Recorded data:
*** Block opens ***

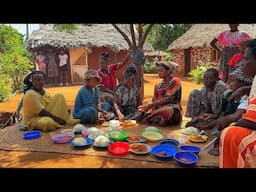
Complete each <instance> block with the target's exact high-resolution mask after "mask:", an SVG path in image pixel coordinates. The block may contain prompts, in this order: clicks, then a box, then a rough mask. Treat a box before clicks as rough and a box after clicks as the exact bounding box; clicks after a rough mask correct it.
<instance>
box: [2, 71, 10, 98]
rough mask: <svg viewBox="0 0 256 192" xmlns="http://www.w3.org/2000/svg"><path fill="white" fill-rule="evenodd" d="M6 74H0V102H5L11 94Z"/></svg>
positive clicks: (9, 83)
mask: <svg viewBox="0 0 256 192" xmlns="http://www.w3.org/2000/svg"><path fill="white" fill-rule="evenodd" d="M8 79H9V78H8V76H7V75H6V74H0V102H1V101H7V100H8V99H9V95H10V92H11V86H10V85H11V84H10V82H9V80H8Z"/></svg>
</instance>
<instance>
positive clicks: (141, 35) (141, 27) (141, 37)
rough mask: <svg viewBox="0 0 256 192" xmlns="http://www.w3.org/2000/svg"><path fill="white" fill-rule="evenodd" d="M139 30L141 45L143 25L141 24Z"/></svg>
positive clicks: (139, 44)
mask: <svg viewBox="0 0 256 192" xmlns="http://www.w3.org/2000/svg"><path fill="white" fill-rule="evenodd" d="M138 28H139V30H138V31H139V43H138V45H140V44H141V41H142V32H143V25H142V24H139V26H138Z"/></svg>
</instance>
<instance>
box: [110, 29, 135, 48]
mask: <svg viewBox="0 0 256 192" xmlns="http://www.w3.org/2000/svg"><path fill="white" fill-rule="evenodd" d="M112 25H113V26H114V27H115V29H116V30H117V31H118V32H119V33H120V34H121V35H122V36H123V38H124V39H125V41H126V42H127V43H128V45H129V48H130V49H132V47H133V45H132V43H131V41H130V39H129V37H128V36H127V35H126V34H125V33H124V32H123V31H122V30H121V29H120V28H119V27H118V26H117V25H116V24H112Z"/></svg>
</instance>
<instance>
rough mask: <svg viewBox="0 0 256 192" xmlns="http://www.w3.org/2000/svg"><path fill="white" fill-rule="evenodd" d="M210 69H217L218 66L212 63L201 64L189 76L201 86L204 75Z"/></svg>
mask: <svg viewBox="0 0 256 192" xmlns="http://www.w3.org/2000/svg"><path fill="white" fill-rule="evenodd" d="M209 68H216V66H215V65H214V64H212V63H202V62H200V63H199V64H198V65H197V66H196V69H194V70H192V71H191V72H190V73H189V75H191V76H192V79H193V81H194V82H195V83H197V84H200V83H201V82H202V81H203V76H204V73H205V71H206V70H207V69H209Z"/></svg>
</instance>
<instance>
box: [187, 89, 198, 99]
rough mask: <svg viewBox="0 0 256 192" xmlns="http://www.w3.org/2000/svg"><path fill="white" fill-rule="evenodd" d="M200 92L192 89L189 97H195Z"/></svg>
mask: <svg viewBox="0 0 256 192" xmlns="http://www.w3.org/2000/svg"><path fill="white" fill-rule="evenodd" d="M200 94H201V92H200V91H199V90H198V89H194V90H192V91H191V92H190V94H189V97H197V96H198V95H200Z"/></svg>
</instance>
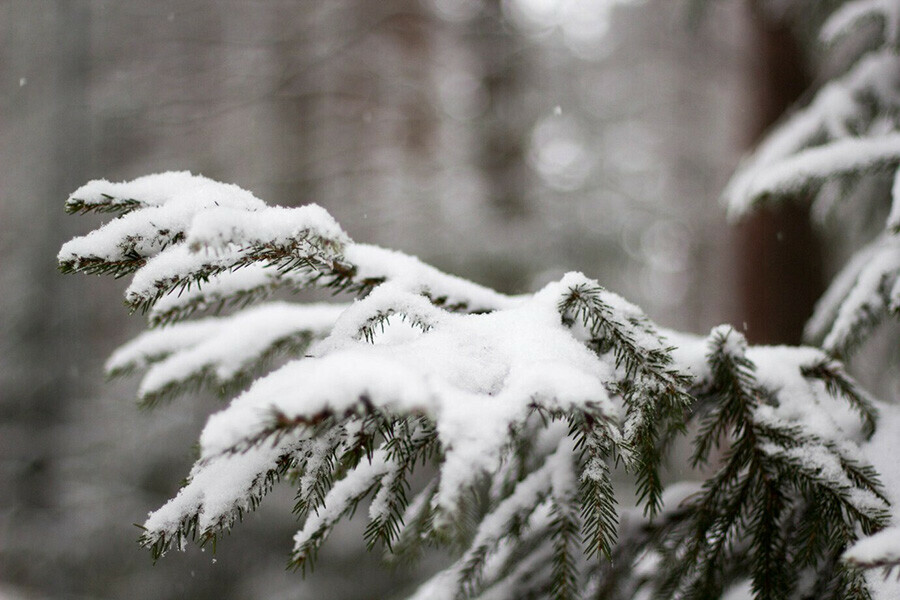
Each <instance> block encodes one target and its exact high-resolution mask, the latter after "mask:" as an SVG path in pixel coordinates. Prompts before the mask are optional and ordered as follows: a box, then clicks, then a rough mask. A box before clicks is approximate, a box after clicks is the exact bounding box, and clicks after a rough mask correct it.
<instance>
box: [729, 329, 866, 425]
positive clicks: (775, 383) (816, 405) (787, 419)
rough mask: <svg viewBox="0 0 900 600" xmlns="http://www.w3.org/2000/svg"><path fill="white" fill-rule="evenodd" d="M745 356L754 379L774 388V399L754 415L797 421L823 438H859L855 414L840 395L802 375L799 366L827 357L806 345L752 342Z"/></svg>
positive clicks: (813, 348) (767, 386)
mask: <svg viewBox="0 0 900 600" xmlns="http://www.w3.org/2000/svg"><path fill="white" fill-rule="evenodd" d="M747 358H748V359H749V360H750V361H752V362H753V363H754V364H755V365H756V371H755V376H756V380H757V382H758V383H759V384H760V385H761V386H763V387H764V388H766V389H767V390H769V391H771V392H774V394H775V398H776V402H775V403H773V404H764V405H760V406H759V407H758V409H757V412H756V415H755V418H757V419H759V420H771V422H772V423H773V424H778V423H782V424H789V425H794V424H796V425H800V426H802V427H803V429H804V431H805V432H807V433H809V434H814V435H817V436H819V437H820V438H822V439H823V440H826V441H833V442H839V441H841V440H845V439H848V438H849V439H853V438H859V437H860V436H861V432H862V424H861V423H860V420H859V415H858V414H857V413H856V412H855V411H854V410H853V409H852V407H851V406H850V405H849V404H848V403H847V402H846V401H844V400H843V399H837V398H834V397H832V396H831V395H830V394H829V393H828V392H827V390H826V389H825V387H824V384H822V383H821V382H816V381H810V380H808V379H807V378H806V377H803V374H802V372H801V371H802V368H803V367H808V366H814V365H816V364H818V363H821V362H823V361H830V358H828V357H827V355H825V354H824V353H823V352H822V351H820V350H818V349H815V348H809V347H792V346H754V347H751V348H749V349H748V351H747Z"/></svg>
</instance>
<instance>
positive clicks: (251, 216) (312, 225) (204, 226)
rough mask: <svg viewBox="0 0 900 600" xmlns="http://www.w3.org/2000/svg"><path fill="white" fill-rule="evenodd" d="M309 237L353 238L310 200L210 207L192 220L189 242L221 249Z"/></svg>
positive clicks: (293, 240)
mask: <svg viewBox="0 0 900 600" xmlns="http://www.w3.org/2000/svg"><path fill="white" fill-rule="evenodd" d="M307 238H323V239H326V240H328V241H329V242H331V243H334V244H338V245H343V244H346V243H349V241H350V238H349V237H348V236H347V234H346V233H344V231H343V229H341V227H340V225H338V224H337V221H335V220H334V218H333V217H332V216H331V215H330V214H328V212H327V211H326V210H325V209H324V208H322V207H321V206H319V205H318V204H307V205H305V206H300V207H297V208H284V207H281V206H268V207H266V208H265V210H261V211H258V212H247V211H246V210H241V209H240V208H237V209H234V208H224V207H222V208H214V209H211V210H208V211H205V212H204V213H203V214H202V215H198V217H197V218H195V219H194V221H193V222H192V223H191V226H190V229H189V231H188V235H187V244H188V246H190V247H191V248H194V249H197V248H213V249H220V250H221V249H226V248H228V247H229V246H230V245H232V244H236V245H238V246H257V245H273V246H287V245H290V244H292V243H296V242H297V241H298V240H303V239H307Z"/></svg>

*** Block closes ***
*** Block opens ***

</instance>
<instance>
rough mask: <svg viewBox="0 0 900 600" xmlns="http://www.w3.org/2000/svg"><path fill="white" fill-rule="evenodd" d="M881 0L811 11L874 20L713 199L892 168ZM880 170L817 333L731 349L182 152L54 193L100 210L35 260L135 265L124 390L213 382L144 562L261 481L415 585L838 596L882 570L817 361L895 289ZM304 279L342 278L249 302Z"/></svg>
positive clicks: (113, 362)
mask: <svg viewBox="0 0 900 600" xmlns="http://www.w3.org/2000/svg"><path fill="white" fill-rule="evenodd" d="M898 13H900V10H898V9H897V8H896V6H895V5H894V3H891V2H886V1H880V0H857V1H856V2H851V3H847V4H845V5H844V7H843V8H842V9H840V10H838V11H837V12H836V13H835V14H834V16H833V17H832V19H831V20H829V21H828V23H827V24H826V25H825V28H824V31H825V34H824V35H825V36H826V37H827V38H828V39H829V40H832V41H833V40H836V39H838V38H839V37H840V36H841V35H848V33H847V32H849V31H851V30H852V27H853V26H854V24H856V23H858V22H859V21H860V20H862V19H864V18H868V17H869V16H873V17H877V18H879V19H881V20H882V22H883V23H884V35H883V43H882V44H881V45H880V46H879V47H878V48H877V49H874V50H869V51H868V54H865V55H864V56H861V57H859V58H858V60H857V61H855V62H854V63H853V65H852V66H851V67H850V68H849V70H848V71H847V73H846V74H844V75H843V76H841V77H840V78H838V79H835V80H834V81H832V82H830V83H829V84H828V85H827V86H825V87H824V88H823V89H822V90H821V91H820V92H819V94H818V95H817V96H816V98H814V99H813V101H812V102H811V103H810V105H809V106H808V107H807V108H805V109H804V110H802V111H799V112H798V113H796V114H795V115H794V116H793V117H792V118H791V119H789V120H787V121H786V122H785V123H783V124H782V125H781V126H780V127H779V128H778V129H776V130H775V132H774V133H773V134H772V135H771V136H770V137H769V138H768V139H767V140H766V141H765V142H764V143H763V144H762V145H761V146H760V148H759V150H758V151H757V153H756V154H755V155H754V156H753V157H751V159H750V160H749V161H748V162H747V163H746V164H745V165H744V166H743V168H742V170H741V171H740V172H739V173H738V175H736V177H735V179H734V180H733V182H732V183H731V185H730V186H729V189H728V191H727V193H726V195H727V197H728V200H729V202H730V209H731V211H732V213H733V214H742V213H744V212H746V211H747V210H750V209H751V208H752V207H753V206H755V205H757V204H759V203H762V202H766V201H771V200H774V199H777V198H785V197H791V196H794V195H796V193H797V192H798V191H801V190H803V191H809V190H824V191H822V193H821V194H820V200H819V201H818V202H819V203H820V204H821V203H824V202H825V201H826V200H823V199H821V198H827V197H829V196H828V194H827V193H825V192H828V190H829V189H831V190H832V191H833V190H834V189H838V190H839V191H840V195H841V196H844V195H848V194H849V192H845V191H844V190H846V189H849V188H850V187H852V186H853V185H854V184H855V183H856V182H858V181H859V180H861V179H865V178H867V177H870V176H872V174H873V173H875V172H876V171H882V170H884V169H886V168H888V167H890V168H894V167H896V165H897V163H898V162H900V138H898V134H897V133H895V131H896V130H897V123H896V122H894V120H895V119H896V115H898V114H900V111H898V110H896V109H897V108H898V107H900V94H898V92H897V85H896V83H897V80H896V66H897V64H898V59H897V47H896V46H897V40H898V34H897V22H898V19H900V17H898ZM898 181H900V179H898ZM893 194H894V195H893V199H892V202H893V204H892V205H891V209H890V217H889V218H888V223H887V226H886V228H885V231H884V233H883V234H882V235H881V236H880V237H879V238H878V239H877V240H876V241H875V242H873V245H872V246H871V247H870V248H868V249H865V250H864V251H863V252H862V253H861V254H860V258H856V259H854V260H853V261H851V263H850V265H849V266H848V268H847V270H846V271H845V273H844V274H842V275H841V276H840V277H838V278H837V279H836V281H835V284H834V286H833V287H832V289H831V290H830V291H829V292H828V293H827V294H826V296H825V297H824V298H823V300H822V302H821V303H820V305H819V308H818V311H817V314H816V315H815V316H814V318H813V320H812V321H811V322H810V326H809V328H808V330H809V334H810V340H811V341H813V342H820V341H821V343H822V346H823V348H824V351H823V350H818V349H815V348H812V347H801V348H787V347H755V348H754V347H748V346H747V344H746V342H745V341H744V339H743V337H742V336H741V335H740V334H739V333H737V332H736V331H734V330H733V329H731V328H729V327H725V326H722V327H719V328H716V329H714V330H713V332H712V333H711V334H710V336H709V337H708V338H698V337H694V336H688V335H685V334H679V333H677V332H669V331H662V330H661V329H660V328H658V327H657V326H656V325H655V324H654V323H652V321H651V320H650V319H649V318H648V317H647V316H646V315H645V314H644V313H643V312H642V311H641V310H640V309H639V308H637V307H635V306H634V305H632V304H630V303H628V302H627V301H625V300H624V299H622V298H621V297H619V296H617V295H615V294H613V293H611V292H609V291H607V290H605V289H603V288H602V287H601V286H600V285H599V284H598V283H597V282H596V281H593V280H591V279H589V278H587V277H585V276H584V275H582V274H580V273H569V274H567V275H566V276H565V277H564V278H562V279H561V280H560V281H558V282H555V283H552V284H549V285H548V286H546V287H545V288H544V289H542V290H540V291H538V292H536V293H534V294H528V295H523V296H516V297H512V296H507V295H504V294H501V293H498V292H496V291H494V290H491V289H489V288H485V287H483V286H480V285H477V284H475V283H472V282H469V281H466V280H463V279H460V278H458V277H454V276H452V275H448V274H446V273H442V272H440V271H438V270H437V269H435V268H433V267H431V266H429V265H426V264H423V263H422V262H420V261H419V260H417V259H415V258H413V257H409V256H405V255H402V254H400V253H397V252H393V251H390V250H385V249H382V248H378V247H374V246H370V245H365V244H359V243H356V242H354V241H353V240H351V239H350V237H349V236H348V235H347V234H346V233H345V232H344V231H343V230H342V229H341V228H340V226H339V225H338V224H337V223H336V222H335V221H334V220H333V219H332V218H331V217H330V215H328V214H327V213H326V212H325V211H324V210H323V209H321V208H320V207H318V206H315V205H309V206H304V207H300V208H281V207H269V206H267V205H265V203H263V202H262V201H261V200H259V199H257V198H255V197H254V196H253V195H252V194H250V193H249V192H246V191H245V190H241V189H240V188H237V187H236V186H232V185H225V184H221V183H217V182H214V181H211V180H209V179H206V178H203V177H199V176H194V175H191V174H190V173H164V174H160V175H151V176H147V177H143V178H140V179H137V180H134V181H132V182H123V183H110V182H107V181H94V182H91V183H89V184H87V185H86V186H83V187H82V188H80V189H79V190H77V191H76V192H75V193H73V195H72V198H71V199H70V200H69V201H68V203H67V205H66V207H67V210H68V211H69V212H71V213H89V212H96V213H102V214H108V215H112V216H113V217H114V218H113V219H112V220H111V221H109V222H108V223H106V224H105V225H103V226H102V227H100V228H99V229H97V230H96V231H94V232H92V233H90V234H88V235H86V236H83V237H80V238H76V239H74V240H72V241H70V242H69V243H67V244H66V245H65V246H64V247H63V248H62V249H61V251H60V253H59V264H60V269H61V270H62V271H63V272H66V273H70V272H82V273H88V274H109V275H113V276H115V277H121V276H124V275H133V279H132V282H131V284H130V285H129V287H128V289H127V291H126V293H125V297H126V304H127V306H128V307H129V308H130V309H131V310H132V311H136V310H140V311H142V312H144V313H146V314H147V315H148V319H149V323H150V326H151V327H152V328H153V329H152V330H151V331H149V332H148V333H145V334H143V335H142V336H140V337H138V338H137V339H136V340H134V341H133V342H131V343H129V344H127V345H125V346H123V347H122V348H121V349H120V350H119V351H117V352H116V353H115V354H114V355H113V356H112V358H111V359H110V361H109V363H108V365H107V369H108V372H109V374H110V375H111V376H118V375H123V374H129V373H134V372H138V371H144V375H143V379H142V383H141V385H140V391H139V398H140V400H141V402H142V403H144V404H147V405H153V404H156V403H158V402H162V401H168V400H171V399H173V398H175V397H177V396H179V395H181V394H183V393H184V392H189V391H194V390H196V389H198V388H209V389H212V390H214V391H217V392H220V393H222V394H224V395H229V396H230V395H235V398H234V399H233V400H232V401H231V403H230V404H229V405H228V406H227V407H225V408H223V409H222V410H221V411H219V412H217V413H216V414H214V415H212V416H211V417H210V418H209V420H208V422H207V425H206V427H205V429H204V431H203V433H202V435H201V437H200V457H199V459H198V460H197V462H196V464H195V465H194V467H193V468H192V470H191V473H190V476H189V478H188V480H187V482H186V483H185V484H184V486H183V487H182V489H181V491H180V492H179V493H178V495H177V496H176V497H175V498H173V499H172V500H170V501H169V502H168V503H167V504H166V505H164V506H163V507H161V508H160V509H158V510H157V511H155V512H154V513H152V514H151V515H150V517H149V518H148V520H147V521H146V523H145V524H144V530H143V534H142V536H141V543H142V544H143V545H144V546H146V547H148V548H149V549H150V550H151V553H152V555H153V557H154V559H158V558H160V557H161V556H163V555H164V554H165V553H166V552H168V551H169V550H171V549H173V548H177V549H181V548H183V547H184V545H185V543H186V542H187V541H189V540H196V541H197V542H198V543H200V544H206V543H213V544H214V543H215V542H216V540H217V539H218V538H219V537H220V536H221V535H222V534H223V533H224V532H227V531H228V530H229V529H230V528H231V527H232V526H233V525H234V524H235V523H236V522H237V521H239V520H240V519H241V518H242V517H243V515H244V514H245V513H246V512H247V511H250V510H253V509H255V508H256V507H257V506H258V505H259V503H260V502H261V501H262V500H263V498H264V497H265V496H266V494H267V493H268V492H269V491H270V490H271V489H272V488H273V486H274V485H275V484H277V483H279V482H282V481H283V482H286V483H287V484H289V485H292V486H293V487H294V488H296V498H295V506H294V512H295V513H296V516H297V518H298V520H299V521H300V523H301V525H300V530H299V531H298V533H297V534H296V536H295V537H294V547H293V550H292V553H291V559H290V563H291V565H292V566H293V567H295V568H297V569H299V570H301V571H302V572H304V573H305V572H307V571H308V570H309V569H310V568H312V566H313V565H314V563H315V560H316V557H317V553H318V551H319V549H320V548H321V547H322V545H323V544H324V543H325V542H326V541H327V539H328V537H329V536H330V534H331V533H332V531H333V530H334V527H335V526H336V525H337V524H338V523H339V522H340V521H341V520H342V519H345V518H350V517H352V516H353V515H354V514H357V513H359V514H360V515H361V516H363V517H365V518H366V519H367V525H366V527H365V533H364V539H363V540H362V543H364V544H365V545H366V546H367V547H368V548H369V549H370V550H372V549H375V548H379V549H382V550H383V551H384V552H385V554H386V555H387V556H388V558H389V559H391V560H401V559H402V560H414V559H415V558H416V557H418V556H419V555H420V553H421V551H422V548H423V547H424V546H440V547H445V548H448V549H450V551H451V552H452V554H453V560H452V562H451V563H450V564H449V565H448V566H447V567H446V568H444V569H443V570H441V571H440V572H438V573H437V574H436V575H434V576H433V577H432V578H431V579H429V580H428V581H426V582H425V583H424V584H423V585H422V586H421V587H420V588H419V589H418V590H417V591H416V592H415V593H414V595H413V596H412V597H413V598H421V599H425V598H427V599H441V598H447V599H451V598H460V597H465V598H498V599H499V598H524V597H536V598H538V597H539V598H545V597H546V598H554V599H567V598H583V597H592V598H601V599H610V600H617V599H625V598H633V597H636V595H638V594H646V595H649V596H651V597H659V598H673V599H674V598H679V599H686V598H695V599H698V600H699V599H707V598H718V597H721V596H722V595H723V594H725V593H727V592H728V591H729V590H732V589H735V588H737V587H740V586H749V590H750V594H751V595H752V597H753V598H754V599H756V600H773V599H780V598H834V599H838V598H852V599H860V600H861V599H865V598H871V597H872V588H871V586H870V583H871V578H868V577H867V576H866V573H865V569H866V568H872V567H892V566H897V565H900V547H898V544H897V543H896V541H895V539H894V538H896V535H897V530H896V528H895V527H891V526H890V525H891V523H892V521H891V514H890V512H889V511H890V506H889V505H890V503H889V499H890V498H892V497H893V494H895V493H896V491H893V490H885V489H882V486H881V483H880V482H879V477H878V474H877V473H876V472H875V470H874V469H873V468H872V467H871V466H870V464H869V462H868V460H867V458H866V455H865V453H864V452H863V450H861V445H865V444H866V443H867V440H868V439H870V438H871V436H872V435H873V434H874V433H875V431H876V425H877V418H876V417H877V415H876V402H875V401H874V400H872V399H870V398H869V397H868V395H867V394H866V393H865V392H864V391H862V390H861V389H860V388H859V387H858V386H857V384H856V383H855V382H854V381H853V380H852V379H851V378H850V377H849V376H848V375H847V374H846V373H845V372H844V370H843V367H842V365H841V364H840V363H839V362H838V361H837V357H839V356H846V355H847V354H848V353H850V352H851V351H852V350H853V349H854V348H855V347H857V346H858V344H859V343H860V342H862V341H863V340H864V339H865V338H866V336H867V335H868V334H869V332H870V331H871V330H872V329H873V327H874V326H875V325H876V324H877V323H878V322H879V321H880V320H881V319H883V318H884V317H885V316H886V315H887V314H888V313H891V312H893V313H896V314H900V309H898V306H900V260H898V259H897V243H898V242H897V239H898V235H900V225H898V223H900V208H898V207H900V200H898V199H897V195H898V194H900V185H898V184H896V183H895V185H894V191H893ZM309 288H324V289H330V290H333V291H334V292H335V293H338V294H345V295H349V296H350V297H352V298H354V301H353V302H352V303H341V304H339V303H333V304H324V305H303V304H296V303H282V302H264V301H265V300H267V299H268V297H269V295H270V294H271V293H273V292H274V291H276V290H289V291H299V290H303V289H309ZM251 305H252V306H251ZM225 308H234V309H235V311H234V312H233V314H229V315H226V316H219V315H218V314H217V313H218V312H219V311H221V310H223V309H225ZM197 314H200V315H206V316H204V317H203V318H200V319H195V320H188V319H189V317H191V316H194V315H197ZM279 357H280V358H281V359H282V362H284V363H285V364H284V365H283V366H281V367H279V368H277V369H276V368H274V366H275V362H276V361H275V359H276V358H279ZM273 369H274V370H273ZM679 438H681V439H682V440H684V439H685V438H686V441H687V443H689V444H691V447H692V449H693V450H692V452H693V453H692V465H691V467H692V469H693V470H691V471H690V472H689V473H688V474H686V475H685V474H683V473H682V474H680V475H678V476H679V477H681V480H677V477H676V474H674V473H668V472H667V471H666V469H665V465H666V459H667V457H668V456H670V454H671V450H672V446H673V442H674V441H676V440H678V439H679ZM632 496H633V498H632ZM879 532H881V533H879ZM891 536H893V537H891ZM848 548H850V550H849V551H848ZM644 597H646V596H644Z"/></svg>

*** Block closes ***

• Task directions: In the records, locate each line holding the string "high" and copy it.

• Exercise solution:
Complete each <instance> block with the target's exact high-resolution mask after "mask:", an SVG path in image pixel coordinates. The block may contain prompts, in this order: clicks, then a box, then a rough mask. Treat a box before clicks as rough and a box after clicks as the exact bounding box; clicks after a rough mask correct it.
Each <instance> block encodes one target and its exact high-resolution mask, the latter after "mask:" as an SVG path in pixel coordinates. Prompts before the mask are optional and ordered as follows: a box, then clicks, then a rough mask. A box before clicks is approximate, a box after clicks is the exact bounding box, and clicks after a rough mask correct it.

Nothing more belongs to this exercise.